[Saved entries]
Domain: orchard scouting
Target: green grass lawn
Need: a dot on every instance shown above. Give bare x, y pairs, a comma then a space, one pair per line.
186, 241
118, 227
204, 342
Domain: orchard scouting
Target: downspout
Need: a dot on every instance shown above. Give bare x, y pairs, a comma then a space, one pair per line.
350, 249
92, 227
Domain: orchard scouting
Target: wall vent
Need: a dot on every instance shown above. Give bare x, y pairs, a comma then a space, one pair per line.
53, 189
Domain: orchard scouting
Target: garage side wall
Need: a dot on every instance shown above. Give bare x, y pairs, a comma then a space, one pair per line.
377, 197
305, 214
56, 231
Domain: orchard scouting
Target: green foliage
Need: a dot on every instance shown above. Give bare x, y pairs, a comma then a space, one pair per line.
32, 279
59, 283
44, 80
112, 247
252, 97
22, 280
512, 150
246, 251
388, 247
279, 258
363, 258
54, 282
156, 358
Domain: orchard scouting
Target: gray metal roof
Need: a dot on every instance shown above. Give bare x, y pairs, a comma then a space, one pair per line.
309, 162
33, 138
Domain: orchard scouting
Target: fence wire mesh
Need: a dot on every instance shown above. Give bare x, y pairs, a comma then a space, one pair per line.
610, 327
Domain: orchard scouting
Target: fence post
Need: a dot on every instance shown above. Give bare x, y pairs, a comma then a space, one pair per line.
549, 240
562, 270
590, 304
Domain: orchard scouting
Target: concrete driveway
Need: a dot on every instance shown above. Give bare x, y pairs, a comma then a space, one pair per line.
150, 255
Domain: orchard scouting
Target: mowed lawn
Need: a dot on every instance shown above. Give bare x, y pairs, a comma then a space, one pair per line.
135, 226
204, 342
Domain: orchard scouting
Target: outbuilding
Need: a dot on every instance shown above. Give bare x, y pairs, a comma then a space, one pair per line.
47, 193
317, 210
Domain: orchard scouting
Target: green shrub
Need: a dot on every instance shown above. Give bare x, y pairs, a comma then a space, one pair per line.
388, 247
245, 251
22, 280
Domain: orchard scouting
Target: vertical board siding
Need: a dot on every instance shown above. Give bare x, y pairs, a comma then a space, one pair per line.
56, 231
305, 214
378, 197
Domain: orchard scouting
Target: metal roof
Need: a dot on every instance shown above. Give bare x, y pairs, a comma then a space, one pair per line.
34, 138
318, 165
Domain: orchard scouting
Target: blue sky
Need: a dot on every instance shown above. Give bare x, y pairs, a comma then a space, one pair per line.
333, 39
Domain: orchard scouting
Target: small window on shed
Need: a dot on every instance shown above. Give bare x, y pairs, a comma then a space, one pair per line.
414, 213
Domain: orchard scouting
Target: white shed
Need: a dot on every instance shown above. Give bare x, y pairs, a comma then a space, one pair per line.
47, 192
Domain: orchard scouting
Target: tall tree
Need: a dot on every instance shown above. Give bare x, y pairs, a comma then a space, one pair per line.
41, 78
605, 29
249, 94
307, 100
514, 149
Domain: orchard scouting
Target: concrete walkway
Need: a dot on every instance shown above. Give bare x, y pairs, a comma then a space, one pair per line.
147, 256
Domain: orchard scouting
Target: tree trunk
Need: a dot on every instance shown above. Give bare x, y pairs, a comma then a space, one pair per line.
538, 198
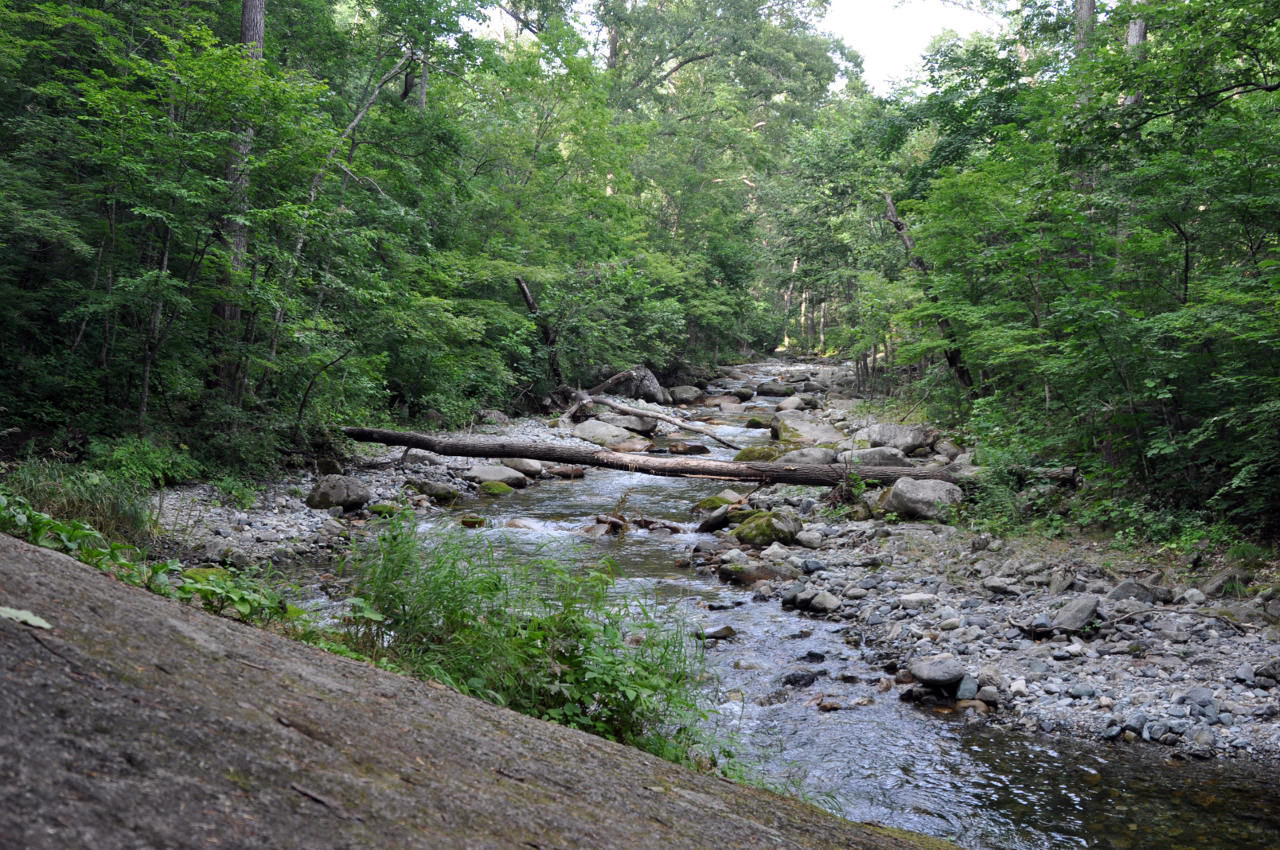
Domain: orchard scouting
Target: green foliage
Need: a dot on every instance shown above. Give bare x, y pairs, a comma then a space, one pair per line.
136, 458
236, 492
119, 507
529, 635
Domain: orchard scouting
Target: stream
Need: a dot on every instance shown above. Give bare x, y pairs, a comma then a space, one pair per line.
880, 759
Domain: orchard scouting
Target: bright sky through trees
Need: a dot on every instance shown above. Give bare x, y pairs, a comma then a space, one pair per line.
891, 35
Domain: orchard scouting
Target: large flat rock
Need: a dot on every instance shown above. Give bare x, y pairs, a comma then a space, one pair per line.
137, 722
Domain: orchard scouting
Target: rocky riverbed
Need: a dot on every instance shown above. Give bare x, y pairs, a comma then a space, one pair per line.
1068, 636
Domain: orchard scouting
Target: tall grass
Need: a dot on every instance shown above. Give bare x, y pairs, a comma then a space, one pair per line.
118, 507
531, 635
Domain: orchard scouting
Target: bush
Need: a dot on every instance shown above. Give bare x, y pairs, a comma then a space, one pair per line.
119, 508
135, 458
529, 635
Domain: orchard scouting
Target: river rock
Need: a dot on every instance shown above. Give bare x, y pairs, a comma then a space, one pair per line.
796, 426
680, 447
338, 490
1075, 615
880, 456
641, 384
905, 438
924, 499
773, 388
824, 602
685, 394
809, 539
438, 490
938, 671
790, 402
635, 444
524, 465
499, 474
809, 456
752, 571
639, 424
768, 526
593, 430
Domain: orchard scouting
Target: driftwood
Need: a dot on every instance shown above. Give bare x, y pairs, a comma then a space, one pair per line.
826, 475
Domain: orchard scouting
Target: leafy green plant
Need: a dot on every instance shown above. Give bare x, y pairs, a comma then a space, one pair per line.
530, 635
136, 458
236, 492
117, 507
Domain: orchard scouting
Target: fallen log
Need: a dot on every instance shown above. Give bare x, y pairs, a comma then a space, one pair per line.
662, 417
819, 474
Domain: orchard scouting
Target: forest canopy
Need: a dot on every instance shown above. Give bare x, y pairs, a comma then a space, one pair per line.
232, 224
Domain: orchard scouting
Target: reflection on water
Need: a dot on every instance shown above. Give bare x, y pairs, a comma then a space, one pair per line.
874, 758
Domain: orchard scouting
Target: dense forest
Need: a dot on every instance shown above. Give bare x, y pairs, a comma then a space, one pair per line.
228, 224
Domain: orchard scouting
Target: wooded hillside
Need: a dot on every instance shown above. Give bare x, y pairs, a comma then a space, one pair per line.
224, 224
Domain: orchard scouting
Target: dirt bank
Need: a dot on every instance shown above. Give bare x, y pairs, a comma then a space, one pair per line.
136, 722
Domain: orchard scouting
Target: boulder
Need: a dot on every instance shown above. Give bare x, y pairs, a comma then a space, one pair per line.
807, 456
775, 388
639, 424
593, 430
494, 473
757, 453
438, 490
905, 438
880, 456
922, 499
339, 490
644, 385
824, 602
686, 394
681, 447
938, 671
768, 526
524, 465
1075, 615
752, 571
800, 428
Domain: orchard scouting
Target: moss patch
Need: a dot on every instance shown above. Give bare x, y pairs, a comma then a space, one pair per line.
758, 453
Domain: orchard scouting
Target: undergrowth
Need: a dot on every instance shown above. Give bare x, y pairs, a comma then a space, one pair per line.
530, 635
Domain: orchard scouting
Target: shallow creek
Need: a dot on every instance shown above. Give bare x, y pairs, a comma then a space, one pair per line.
878, 759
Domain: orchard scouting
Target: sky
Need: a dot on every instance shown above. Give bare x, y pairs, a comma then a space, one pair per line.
892, 33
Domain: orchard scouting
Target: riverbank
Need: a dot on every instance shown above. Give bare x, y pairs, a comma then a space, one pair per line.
1063, 636
136, 721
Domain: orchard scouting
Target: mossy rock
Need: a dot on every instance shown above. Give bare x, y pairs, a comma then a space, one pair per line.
442, 493
205, 574
711, 503
768, 528
743, 515
754, 453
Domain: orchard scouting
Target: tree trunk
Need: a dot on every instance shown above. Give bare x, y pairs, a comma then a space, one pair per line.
826, 475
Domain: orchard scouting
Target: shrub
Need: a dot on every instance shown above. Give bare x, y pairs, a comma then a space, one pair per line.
530, 635
119, 508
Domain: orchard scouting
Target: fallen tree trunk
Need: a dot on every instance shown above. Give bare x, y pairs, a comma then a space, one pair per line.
826, 475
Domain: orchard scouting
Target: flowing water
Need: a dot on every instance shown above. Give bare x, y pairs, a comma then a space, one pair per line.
878, 759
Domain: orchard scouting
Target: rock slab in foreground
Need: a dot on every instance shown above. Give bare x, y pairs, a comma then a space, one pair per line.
136, 716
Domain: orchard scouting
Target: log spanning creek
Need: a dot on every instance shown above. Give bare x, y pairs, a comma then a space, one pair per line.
808, 699
1156, 726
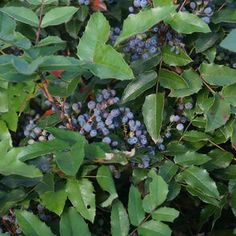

EXERCISE PROMPT :: Please retype, with no changes, the lines that run from the first line of the entries to the line with "Target: garage side wall", both ends included.

EXERCISE ANSWER ::
Domain: orchard scouting
Target: green grass lawn
Need: a dot on every instance shown above. Give bare x, y pairs, a comma then a space, one pair per line.
186, 241
118, 227
204, 342
Domain: orchard scouting
Target: downspout
Need: a dot on every instance shown above. Give bare x, y pairs, a comma then a space, one pair per line.
350, 249
92, 227
Domain: orchard scouting
Target: wall vent
Need: a dot on every instance shown above. Give bare x, y pairs, a comma then a space, one pair per line.
53, 189
Domain: orchard scouting
Target: garage side wall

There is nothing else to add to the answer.